WHAT YOU HAVE TO DO:
Could you show each line of the records that contains the word "metal"?

*** Opening RECORDS FOR THE TASK ***

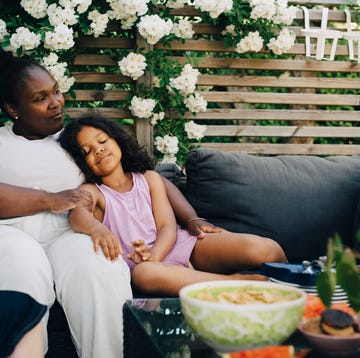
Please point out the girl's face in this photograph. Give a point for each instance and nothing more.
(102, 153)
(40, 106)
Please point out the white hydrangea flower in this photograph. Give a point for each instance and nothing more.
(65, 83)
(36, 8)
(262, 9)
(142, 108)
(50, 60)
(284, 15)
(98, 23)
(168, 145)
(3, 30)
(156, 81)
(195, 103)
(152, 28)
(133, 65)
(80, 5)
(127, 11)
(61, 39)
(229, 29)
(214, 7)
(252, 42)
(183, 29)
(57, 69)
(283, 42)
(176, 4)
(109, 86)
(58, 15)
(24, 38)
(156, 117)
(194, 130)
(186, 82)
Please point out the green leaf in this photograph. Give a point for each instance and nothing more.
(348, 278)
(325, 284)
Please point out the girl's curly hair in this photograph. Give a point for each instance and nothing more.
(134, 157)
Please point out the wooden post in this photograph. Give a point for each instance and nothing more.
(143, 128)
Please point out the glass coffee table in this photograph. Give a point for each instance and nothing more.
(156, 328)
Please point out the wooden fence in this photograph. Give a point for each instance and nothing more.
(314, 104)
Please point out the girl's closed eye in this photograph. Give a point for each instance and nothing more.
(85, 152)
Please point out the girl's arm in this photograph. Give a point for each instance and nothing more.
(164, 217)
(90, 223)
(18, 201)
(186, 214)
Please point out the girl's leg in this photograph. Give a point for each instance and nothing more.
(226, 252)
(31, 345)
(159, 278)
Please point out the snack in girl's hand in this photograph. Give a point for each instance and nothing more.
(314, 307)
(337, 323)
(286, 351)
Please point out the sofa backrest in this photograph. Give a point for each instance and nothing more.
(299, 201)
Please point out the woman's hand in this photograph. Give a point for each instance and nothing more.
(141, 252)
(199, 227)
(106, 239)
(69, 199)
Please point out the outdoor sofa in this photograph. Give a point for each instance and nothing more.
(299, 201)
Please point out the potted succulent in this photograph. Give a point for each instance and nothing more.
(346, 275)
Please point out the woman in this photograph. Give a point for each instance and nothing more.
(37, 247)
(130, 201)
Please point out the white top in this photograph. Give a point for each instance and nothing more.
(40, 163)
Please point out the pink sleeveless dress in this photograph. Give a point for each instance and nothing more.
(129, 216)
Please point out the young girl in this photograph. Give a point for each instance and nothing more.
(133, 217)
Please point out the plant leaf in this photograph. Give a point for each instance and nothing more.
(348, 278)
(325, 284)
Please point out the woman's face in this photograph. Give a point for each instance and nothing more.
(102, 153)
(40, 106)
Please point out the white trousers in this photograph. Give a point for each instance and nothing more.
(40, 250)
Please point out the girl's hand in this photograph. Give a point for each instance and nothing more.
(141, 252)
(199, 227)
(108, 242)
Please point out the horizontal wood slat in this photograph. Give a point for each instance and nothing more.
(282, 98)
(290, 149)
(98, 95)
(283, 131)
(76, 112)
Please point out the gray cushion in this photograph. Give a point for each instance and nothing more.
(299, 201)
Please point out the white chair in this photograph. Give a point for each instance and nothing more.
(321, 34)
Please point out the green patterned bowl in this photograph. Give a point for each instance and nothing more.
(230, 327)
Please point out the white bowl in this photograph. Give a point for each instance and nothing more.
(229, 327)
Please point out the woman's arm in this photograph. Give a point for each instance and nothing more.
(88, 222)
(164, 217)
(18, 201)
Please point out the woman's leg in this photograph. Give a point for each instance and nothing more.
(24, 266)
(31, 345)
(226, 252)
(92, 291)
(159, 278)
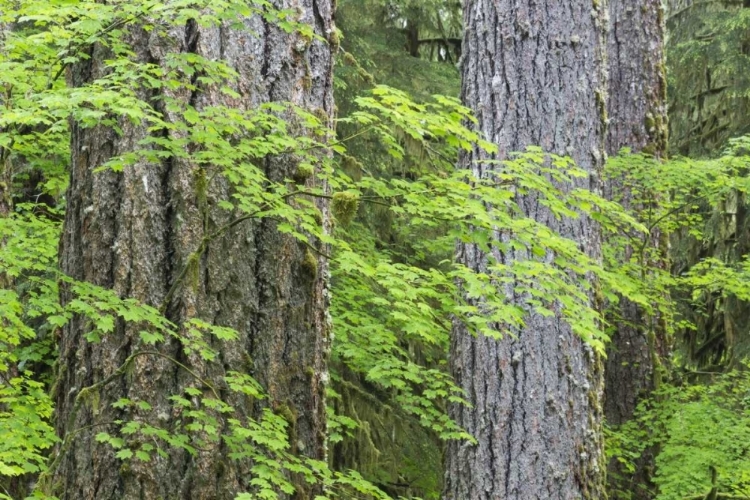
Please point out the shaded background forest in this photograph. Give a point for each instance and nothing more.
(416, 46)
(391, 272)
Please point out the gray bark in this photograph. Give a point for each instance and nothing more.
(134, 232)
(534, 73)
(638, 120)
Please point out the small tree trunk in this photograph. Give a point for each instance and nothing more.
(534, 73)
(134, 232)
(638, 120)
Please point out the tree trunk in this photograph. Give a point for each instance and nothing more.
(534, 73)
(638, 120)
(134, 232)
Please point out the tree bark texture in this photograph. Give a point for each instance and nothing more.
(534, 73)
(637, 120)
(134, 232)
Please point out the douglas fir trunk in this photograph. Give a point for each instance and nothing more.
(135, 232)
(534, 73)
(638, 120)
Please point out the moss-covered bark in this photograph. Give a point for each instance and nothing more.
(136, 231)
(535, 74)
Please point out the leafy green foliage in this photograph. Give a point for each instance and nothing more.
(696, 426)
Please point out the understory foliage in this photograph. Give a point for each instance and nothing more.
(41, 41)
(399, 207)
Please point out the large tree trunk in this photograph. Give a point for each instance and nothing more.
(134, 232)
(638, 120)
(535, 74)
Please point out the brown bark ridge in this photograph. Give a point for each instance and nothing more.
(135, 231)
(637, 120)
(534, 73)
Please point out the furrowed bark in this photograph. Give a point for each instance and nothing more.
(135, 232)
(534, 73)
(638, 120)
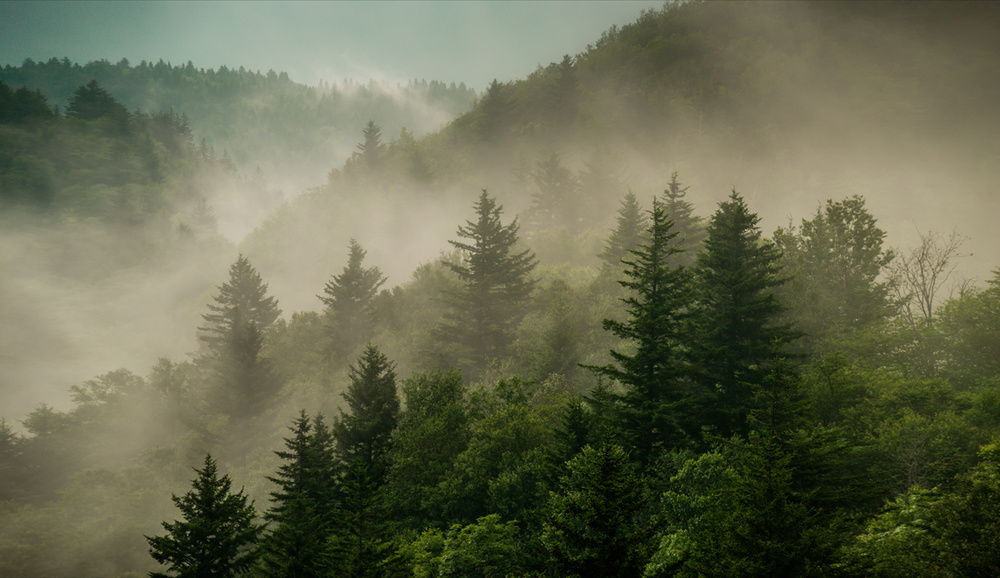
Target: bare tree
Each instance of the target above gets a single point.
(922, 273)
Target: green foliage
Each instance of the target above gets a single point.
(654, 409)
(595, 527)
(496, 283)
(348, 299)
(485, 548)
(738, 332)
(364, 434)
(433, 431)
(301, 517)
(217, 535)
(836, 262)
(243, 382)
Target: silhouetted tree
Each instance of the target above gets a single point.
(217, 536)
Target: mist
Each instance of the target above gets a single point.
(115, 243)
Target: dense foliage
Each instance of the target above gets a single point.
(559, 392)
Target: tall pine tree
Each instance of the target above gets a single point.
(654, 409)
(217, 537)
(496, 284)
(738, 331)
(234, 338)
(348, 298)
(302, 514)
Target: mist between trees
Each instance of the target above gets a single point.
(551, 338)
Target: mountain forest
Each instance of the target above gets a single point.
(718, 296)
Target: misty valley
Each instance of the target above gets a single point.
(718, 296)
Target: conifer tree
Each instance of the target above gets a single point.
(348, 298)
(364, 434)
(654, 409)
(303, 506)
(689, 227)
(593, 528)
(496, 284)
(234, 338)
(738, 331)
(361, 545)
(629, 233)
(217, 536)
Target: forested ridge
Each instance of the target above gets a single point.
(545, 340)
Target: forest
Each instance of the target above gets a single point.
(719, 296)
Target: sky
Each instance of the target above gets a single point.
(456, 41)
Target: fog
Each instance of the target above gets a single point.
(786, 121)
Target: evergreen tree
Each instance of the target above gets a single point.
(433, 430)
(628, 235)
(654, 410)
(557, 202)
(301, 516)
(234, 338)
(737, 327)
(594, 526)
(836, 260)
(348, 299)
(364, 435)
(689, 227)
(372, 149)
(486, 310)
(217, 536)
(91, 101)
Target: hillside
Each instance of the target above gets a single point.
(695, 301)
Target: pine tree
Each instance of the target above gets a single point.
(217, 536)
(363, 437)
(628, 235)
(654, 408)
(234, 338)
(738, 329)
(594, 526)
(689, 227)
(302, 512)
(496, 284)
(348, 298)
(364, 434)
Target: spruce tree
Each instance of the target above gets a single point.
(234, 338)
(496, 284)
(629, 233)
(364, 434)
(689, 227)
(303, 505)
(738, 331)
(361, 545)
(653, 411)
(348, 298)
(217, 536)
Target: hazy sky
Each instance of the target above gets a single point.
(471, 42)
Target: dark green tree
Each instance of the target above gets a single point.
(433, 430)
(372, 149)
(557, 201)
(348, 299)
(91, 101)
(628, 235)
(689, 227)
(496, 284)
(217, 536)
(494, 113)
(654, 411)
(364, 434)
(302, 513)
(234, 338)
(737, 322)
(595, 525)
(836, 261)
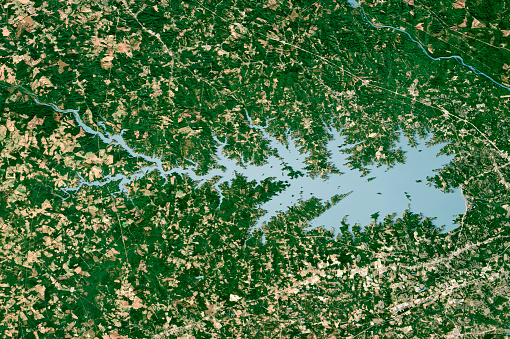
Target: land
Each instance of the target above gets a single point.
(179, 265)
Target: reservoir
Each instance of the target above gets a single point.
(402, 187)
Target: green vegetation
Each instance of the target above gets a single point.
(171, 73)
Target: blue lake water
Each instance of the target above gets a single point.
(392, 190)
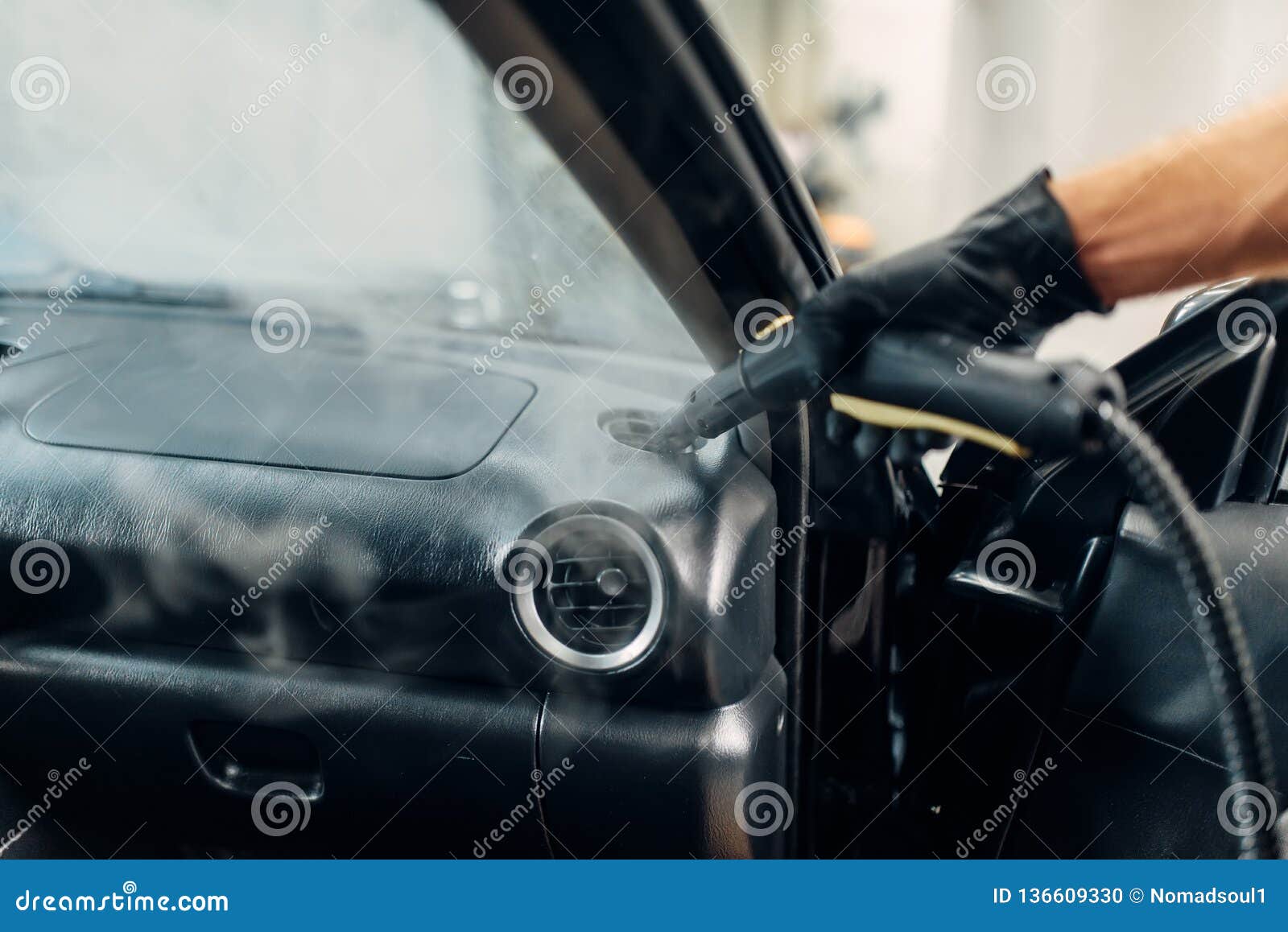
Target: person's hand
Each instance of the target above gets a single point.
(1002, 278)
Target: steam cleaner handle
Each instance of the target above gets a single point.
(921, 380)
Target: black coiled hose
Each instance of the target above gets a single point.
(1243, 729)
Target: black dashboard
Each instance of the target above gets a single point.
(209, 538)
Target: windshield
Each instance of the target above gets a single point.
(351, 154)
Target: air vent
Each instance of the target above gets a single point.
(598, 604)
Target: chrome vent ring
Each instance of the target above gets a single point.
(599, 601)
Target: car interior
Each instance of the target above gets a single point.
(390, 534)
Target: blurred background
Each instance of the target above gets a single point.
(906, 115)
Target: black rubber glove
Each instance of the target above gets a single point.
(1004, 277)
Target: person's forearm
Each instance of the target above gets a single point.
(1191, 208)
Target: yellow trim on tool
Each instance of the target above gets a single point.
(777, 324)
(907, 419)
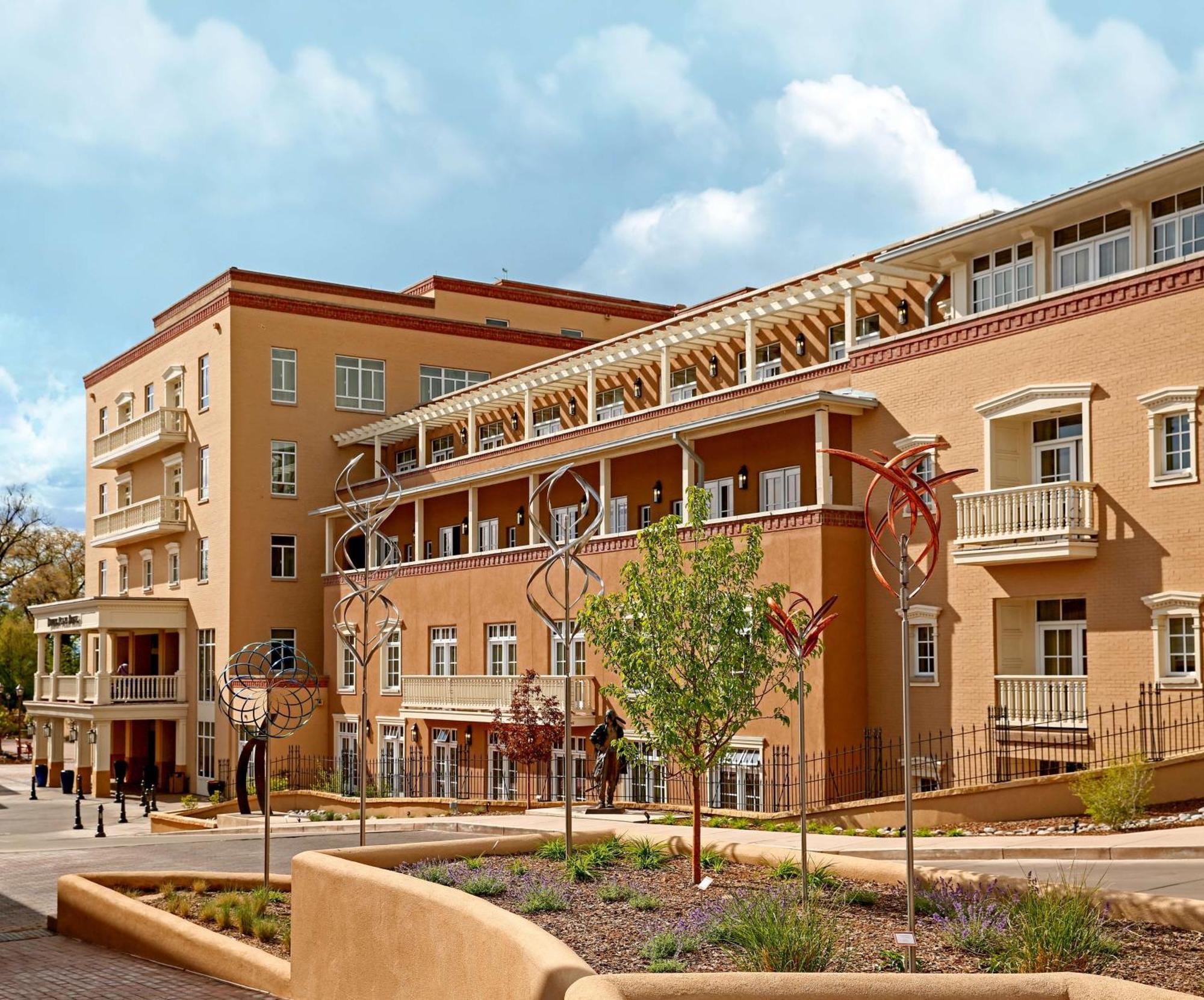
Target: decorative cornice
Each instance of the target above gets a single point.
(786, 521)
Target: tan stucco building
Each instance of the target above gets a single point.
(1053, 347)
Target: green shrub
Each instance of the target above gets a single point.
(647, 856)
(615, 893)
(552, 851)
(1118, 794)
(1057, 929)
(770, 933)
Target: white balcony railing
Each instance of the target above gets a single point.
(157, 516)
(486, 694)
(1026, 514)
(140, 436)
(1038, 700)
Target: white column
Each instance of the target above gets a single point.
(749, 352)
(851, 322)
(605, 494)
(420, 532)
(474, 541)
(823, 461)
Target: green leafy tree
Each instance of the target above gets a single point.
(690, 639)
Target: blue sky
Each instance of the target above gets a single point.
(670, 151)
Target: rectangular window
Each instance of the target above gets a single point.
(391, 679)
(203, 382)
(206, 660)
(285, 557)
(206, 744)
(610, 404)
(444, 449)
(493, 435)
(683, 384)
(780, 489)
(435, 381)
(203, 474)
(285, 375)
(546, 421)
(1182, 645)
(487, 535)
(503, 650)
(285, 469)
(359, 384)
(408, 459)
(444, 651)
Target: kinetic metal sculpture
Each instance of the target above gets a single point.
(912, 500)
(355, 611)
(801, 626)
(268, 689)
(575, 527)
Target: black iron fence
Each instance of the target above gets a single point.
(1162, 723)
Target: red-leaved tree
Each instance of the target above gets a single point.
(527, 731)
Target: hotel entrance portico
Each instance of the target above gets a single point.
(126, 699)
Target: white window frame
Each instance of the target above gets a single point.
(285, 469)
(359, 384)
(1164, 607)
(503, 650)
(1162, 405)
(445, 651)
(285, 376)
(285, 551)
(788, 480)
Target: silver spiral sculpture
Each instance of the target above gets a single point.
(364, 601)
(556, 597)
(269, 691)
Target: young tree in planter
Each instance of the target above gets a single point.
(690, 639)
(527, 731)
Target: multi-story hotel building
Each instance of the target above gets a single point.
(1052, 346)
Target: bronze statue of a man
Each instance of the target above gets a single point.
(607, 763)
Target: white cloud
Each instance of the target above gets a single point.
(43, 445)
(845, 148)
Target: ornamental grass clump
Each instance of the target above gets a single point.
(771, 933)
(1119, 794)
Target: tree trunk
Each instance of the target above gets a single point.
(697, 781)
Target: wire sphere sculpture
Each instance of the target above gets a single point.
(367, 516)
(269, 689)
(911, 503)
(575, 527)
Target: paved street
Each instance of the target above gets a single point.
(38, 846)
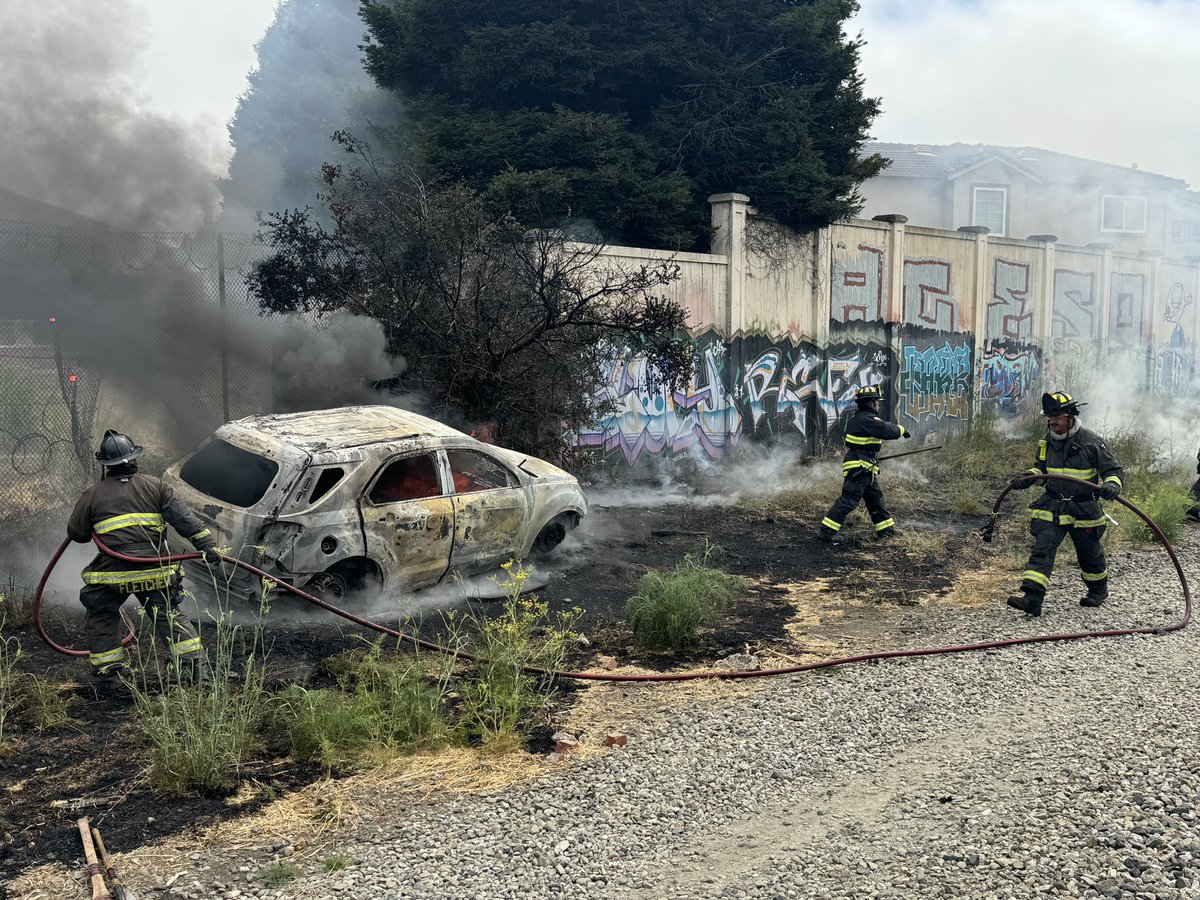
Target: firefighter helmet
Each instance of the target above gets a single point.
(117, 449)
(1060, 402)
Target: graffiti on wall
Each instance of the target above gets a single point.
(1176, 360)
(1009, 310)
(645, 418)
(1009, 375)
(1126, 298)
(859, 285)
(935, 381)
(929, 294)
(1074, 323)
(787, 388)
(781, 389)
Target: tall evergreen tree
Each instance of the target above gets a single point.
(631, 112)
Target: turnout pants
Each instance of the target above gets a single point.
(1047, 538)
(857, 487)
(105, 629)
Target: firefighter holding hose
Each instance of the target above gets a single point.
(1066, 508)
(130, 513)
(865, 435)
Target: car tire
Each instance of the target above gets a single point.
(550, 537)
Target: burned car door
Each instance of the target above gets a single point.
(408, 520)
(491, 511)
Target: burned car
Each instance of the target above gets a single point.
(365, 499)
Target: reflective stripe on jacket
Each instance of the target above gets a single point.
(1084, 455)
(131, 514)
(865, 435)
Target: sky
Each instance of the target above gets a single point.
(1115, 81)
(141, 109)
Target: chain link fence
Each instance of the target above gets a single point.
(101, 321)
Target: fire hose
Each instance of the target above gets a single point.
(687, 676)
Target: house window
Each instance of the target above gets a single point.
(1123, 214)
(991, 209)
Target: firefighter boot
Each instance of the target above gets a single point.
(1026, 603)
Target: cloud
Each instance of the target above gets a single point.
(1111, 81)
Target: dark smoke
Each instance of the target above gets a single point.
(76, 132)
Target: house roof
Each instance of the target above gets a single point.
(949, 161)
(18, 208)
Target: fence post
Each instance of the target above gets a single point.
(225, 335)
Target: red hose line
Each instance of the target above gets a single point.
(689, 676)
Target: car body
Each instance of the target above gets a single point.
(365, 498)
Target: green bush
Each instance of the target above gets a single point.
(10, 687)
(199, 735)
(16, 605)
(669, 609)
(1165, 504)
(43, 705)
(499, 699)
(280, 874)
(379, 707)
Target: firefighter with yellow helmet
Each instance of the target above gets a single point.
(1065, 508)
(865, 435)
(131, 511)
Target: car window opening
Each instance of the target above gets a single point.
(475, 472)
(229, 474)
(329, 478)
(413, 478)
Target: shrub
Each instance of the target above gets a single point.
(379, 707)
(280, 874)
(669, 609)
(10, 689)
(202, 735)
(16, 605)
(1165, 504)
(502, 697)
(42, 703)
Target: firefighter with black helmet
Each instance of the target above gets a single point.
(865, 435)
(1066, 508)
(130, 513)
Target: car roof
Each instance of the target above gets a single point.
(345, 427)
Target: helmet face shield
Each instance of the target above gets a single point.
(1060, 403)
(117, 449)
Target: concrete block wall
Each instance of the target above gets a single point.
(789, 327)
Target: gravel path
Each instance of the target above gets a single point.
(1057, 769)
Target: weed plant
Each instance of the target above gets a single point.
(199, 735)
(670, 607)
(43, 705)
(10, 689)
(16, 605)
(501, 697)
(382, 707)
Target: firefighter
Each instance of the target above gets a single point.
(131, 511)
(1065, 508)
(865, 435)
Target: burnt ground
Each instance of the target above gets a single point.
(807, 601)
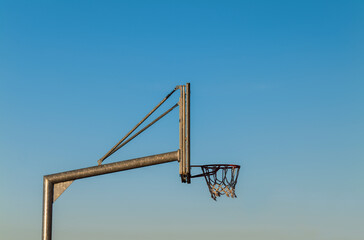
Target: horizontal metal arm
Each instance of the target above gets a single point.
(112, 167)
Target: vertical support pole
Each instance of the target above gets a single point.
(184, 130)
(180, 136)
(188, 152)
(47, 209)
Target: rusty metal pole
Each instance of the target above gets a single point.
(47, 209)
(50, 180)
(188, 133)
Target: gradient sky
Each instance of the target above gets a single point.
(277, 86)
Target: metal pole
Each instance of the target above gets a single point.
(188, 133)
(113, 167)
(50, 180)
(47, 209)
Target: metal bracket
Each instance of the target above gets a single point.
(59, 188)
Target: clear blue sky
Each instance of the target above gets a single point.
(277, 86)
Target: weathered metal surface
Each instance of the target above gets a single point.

*** Closing RECORDS FOR THE TASK ***

ANSWER TO THE PROBLEM:
Target: kinetic metal sculpture
Target: horizontal metal arm
Target: rusty metal pole
Target: metal pole
Target: metal bracket
Target: weathered metal surface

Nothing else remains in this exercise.